§ MATERIAL FOR THIS EXERCISE:
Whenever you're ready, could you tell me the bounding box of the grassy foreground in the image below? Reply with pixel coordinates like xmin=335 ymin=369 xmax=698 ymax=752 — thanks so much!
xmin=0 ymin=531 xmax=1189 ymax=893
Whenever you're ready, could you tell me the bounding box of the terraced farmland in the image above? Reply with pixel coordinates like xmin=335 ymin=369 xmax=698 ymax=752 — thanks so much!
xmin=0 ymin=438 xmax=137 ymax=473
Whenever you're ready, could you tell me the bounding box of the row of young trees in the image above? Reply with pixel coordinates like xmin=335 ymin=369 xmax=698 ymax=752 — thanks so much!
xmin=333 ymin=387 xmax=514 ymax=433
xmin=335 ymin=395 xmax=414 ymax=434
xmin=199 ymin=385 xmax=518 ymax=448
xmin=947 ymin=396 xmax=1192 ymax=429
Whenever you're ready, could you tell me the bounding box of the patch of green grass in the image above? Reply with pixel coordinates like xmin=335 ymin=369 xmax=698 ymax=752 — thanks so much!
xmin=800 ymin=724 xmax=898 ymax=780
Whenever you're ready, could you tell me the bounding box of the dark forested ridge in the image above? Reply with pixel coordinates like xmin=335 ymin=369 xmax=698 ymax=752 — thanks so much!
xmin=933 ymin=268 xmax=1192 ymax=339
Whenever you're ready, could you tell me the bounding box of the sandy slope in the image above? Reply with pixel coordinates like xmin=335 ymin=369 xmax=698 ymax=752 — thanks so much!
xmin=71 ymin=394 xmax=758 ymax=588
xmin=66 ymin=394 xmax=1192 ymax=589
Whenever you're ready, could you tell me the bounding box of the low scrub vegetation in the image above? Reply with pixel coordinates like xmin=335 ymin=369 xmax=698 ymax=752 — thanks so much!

§ WHAT IS REQUIRED:
Please print exactly the lines of the entries above, beginning with the line that contains "of the dark" and ending with the last line.

§ WRITTEN ANSWER:
Whenever you're ready, could you tell me the bounding box of the dark forested ridge in the image above? Reply with pixel coordinates like xmin=335 ymin=369 xmax=698 ymax=752 — thanks so much!
xmin=933 ymin=268 xmax=1192 ymax=339
Whenever you're ready, could you tell me the bounding box of the sandy slope in the image above? Reply with pixel coordinates like xmin=335 ymin=369 xmax=698 ymax=752 — thanks so much!
xmin=71 ymin=394 xmax=758 ymax=588
xmin=66 ymin=394 xmax=1192 ymax=589
Whenever you're ready, could you tell me the bounding box of the low scrub vegetation in the image above? Reply with pixel coordinates like xmin=335 ymin=369 xmax=698 ymax=752 — thanks so much!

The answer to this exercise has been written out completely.